** Data shown follows **

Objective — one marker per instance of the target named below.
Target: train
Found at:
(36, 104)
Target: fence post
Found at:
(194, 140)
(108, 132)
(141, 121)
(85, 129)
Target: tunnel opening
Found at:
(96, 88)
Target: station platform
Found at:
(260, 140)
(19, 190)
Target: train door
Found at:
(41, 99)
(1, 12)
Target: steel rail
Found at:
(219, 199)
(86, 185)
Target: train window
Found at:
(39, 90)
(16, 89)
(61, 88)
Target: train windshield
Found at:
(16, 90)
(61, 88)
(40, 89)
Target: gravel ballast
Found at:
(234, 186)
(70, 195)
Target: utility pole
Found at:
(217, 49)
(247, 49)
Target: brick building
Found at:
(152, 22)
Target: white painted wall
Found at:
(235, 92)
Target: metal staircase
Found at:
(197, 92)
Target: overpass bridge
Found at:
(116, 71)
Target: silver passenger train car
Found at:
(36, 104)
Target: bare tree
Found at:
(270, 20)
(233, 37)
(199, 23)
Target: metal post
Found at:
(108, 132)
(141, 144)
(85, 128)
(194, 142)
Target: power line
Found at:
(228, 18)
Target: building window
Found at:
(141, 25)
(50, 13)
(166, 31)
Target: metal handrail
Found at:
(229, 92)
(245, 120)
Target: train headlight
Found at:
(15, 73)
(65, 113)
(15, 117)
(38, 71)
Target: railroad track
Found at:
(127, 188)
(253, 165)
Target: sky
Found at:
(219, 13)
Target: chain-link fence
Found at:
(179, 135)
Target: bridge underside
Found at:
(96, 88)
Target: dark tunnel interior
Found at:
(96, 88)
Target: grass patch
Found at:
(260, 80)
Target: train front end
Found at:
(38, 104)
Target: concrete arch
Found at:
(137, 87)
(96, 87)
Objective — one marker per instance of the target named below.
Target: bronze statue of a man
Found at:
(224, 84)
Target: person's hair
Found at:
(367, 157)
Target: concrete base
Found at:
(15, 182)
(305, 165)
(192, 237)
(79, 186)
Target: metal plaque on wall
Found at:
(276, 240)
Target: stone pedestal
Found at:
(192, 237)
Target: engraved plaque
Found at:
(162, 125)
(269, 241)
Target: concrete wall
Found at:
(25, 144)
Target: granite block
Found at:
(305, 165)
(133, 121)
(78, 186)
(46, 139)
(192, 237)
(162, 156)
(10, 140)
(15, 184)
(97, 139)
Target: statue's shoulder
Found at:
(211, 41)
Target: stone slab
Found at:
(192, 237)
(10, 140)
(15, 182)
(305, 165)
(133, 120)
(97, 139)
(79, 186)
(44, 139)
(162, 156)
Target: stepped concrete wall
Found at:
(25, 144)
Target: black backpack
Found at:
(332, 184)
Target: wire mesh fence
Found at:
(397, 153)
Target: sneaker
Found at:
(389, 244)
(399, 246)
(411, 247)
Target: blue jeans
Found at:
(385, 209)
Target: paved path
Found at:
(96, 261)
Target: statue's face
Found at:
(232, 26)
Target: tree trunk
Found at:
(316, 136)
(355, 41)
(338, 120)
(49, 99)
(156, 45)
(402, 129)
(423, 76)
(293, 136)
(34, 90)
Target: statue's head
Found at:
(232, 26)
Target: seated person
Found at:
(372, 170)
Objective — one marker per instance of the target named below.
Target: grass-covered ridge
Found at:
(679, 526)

** End of Data shown **
** Data shown follows **

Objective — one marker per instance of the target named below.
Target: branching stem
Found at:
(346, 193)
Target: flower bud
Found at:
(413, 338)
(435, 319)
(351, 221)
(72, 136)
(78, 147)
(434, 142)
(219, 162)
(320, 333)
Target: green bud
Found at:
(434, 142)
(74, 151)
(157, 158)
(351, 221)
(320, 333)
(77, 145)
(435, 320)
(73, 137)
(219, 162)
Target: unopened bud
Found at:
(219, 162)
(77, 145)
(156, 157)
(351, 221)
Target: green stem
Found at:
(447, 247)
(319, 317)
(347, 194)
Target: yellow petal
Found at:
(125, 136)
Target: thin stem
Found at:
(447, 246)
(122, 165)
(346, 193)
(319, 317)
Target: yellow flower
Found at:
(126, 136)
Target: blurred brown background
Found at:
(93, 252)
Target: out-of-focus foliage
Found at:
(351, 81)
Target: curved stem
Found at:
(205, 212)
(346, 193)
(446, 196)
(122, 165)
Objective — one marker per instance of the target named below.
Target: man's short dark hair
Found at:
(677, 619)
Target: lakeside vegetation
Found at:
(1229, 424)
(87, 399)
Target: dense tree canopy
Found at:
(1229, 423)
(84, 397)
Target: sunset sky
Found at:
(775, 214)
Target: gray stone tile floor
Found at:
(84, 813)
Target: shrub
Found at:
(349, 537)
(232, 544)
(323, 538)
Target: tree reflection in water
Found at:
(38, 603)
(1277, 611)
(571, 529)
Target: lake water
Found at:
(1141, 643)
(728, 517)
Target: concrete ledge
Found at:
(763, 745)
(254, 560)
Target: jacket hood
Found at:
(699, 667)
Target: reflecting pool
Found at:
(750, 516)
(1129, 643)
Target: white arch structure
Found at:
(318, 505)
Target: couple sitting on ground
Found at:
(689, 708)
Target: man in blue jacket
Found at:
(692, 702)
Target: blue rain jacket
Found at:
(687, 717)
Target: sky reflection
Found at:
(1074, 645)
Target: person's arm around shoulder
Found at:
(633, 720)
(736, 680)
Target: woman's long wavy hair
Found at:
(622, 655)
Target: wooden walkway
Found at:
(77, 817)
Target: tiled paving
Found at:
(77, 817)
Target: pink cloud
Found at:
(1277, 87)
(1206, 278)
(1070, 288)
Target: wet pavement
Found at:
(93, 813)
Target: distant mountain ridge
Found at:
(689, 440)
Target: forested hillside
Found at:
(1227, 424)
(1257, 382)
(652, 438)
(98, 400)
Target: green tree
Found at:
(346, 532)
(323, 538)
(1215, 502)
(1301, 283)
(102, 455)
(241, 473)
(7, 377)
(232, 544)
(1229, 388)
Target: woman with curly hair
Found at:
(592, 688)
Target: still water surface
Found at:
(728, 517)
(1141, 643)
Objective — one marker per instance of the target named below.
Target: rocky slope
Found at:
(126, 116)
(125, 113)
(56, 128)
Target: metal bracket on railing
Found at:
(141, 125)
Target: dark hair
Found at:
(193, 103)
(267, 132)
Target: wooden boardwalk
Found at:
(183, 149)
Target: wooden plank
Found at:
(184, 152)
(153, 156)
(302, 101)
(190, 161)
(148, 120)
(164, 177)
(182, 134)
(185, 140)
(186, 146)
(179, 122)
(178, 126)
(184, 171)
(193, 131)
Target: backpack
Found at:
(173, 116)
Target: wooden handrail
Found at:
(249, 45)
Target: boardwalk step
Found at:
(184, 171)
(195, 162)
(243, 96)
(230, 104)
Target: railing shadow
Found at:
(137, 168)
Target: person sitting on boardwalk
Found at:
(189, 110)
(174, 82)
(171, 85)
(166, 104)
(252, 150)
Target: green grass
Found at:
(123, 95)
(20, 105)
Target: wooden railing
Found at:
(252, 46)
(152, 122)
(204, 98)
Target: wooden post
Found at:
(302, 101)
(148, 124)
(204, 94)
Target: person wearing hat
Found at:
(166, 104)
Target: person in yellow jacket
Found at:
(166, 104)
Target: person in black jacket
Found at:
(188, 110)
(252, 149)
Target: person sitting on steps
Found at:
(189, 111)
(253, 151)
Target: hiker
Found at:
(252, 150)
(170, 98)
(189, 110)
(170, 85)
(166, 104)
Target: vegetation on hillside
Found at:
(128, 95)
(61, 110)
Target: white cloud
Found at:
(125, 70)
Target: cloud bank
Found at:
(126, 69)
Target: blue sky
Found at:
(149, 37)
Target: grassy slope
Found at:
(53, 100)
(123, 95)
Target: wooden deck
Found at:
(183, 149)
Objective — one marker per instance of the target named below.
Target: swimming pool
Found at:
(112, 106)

** End of Data shown **

→ Task description: Extract every line from the records above that contains the word "backpack".

→ Task output:
Target: black backpack
Target: backpack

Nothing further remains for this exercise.